◆ Passage given:
Friday, June 08, 2007

Another... Part 2

It seems our decision to only have 1 child has bothered some people. Some have been brave and left their concerns in the comment section. Others have only mentioned it to me in person or through email.

Thank you. I appreciate all of it. I really do. And I guess I should have made it more clear that our decision is not "set in stone." As with all things... we are free to change our minds at some point in the future. But that is the decision that is best, and "right" for us at this time.

And really... let's look at the most common arguments I'm given as to WHY we should reconsider our decision. I hear 2 the most often...

"I've never met an 'only' who didn't wish they had a sibling."
Maybe. Probably. But when you asked them... did you ask an only child who wanted a playmate, or an adult? And if you asked an adult... what were their reasons? Because it would have been nice to have a friend growing up? Because they always thought it would be neat to have a brother or sister? Or are they lonely into adulthood? Is their wish to have a sibling a carryover from the past... or is it current and strong in the present and looking to the future? Is there something they feel is missing in their adult lives that could only be filled by a sibling? For that matter.... how do they know a sibling would fill it... having never had one to know what the experience is like? Not to mention....... I know plenty of adults who have very "strained" relationships with their siblings... some to the point of wishing they were an 'only'....... so it can go both ways.

and the other I hear the most...

"What about when you're gone? Do you want him to be alone?"
Of course I don't. But, I would like to think that as parents... we'll raise him so he wouldn't have to be. To be a warm, friendly adult with friends and family of his own. Maybe he'll get married. Maybe he won't. That choice will be up to him. But, not having a sibling does not banish him to a lifetime of loneliness. He already has grandparents and aunts and uncles and cousins. And a church family. And friends. Why does the loss of his parents mean he would suddenly be alone? I don't think that it does.

◆ Available data:
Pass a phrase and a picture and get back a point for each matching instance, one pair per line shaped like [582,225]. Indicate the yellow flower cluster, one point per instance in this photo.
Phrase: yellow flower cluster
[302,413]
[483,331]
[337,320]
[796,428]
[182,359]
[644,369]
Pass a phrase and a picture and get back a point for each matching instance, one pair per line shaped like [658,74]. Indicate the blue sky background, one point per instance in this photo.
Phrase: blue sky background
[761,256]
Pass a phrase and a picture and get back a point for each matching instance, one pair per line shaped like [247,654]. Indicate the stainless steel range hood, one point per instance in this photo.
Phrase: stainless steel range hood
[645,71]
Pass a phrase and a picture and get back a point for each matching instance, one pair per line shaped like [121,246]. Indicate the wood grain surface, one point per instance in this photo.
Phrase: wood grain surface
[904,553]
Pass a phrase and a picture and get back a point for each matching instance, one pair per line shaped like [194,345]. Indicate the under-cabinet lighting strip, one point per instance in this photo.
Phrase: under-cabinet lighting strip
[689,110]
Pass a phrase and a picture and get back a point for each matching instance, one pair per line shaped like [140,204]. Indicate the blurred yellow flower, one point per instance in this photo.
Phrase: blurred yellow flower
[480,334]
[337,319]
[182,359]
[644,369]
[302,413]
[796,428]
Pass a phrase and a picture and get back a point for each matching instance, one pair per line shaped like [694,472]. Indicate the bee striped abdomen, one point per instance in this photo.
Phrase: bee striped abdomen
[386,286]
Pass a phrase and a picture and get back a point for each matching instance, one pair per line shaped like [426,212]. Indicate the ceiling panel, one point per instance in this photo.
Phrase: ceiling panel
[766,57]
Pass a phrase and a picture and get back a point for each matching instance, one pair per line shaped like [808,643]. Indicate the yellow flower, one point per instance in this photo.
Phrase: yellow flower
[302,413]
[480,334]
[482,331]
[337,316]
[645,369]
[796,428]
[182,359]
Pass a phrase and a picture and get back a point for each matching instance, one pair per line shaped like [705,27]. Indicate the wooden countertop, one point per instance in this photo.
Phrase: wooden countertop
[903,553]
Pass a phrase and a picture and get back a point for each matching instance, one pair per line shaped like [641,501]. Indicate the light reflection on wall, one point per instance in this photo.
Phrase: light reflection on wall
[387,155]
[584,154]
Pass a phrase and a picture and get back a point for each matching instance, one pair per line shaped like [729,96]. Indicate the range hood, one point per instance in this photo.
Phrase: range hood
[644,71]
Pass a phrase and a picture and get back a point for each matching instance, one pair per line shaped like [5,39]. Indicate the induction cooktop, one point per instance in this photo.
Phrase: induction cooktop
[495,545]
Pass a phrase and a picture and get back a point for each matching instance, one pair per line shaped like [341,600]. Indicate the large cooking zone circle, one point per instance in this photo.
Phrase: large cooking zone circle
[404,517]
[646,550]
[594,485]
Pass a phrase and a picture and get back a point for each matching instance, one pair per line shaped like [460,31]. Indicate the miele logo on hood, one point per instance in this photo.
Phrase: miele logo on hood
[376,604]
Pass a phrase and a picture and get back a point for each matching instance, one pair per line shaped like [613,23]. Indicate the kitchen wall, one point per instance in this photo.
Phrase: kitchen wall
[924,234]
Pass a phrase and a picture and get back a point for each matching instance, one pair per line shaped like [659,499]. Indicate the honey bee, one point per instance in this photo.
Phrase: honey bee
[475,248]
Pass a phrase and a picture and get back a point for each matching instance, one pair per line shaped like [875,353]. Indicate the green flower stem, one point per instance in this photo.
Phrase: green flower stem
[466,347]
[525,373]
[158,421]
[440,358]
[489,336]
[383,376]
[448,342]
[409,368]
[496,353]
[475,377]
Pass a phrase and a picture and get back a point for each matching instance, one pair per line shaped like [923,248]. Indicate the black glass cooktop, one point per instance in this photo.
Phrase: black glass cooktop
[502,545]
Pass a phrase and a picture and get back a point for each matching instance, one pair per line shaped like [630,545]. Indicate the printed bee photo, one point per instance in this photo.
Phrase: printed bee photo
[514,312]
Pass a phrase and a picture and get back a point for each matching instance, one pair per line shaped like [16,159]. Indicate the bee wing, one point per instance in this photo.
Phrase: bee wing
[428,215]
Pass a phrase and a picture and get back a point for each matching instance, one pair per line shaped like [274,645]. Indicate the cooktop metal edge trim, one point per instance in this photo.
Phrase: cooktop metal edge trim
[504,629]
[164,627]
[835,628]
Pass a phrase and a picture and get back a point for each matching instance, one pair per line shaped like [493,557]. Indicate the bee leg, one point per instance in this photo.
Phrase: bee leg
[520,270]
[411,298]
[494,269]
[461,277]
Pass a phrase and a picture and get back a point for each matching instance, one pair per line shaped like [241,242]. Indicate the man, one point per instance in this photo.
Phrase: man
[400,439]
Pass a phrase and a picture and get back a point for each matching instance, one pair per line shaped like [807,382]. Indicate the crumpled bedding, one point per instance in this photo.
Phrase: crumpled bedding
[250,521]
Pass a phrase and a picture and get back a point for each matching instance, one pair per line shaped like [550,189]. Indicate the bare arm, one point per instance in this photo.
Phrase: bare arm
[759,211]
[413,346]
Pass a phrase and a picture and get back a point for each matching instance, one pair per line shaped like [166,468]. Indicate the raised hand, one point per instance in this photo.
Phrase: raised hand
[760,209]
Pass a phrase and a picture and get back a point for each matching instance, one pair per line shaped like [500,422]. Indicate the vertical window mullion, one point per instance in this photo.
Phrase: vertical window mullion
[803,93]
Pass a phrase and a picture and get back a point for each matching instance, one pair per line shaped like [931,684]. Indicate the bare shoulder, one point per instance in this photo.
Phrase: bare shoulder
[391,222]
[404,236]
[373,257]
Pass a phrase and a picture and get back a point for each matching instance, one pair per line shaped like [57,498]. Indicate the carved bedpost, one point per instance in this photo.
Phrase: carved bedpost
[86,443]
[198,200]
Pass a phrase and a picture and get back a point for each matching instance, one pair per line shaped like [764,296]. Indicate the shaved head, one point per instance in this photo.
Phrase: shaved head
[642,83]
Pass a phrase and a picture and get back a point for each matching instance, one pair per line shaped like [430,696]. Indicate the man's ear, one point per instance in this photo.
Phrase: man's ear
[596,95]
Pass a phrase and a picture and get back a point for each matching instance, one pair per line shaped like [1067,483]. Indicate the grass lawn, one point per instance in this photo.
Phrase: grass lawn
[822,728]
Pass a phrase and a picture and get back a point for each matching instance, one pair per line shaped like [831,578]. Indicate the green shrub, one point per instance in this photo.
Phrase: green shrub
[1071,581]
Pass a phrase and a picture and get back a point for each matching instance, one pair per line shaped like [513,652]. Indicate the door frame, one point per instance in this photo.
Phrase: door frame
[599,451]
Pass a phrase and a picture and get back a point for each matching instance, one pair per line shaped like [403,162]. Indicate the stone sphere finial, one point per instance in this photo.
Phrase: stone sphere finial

◆ Exercise instructions:
a – Answer these questions about the blog post on having one child:
(i) What date heads the post?
(ii) How many arguments does the writer say they hear most often?
(iii) Besides grandparents, aunts, uncles, and cousins, what two things does the writer say the child already has?
b – Rescale the rows from the line with "lawn, one point per instance in this photo." through the end of the rows. Write those lines out again, requests included, with every coordinate in the point answers multiplied by 0.25 and rounded to whole numbers, halves up.

◆ List of solutions:
a –
(i) Friday, June 08, 2007
(ii) 2
(iii) A church family and friends

b –
Pass a phrase and a picture and get back a point for each matching instance, one pair per line shaped like [1067,483]. Indicate the grass lawn, one point per instance in this photo.
Phrase: grass lawn
[206,182]
Pass a phrase and a picture and get back a point for each matching instance, one pair per line shaped like [831,578]. Indicate the green shrub, one point per instance in this photo.
Phrase: green shrub
[268,145]
Pass a phrase and a picture and get back a point for each matching instance, one pair per line shaped like [513,652]. Indicate the door frame, one point per instance in this photo.
Phrase: door frame
[150,113]
Pass a phrase and a picture and get back a point for each matching instance, one pair per line shaped like [403,162]. Indicate the stone sphere finial, one point per instance in this photo.
Phrase: stone sphere finial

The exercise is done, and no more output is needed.